>> START DATA TO PROCESS
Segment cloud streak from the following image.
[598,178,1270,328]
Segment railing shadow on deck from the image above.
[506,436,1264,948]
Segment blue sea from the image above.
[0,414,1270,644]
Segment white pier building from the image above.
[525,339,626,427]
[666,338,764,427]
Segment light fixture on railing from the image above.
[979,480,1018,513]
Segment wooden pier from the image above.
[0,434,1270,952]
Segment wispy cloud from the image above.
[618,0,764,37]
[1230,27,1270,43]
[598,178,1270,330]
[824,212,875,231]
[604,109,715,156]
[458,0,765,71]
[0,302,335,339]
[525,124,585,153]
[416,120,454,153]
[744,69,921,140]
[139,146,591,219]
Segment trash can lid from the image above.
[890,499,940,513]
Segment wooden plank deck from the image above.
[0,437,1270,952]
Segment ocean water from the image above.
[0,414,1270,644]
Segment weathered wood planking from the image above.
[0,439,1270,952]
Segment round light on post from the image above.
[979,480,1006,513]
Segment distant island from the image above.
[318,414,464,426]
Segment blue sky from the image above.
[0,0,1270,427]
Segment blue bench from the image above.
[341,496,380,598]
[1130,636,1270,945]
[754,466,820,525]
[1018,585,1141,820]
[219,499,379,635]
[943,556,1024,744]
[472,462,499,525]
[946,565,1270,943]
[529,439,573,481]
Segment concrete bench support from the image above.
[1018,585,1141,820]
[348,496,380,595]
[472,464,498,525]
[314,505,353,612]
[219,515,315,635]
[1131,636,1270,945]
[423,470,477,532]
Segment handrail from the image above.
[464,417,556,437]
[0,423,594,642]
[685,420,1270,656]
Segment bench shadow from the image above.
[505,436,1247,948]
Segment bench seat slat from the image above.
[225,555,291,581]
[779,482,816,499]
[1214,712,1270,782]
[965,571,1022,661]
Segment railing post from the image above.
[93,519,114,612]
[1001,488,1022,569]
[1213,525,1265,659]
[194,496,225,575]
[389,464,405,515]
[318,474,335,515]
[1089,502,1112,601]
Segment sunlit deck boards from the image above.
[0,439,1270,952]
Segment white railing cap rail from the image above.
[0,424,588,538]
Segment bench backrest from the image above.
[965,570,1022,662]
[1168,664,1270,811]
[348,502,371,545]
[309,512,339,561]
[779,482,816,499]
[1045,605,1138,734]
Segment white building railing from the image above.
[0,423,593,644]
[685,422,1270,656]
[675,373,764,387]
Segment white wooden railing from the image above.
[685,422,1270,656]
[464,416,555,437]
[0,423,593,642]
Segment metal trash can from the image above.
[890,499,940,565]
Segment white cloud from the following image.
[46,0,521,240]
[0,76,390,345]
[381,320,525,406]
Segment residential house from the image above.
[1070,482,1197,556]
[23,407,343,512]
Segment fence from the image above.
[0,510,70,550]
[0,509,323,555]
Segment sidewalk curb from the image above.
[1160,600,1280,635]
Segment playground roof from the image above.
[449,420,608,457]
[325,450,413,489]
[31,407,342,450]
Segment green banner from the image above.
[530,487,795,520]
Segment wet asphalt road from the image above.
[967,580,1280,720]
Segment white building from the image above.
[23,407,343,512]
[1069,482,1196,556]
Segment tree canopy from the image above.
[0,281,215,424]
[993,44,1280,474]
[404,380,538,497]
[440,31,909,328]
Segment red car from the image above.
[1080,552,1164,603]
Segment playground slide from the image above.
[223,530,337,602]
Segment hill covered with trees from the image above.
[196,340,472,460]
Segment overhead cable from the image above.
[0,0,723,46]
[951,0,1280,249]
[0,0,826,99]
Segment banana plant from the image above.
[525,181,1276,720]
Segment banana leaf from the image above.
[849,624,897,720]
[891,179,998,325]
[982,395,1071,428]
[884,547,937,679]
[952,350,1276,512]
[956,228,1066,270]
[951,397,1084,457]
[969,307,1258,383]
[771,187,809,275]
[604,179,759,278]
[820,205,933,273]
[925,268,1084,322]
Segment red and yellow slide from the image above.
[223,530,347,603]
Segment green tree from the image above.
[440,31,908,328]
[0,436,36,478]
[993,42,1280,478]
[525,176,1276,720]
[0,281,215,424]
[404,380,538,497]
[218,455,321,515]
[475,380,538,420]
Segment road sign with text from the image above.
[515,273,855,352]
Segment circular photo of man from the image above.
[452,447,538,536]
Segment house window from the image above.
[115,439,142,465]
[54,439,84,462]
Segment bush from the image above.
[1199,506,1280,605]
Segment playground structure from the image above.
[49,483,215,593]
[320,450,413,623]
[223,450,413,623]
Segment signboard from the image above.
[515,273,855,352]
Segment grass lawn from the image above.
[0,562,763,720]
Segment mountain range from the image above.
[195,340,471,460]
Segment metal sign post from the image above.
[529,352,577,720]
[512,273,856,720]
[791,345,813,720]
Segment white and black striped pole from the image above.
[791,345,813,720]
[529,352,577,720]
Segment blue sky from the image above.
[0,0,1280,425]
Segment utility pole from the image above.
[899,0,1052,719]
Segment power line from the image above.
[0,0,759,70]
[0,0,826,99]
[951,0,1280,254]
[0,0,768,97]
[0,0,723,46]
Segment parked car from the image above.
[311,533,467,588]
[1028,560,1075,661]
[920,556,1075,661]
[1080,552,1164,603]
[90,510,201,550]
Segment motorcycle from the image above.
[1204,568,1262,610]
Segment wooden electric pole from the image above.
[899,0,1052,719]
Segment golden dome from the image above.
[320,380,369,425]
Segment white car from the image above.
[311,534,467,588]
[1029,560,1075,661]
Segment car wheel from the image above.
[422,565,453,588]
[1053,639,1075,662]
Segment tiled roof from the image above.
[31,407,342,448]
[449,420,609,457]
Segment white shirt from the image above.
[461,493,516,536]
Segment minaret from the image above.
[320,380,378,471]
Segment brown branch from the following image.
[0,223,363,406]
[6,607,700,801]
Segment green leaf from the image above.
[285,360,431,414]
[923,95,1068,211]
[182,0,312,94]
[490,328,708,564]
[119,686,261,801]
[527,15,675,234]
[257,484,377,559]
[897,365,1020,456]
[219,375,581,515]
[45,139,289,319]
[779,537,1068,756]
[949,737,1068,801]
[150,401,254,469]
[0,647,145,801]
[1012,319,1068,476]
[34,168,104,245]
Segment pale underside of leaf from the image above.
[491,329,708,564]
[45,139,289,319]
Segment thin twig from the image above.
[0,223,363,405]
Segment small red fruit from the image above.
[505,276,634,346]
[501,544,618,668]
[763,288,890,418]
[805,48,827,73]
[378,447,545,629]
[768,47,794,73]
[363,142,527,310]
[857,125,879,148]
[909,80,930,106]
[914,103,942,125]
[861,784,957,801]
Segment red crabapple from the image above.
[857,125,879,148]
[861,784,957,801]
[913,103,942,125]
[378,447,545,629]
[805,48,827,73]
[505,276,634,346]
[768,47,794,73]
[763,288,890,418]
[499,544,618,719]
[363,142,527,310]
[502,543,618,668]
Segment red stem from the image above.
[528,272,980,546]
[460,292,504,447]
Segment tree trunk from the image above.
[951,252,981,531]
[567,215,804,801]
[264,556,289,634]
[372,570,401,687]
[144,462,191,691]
>> END DATA TO PROCESS
INSTRUCTIONS TO FOLLOW = Please set down the data above word for word, from the line with "Segment mountain range from the image above." up to and including the line with "[6,607,700,801]".

THE RESULT =
Segment mountain range from the image above.
[195,340,471,460]
Segment metal sign post from the image above.
[529,352,577,720]
[512,273,856,720]
[791,345,813,720]
Segment white and black striped pole from the image above.
[791,345,813,720]
[529,352,577,720]
Segment blue sky from the image above.
[0,0,1280,425]
Segment utility pole from the image above.
[899,0,1052,719]
Segment power line from the image above.
[0,0,759,70]
[0,0,826,99]
[951,0,1280,254]
[0,0,768,97]
[0,0,723,46]
Segment parked car from the image above.
[311,533,467,588]
[1028,560,1075,661]
[920,556,1075,661]
[1080,552,1164,603]
[90,510,201,550]
Segment motorcycle from the image above.
[1204,568,1262,610]
Segment wooden electric pole from the image above.
[899,0,1052,719]
Segment golden dome from the image above.
[320,380,369,425]
Segment white car from the image above.
[311,534,467,588]
[1029,560,1075,661]
Segment car wheel from the image above.
[422,565,453,588]
[1053,639,1075,662]
Segment tiled roof from the image above.
[31,407,342,448]
[449,420,609,457]
Segment white shirt from the image above.
[461,493,516,536]
Segment minaret from the image above.
[320,380,378,471]
Segment brown branch from the following image.
[0,223,363,406]
[6,607,700,801]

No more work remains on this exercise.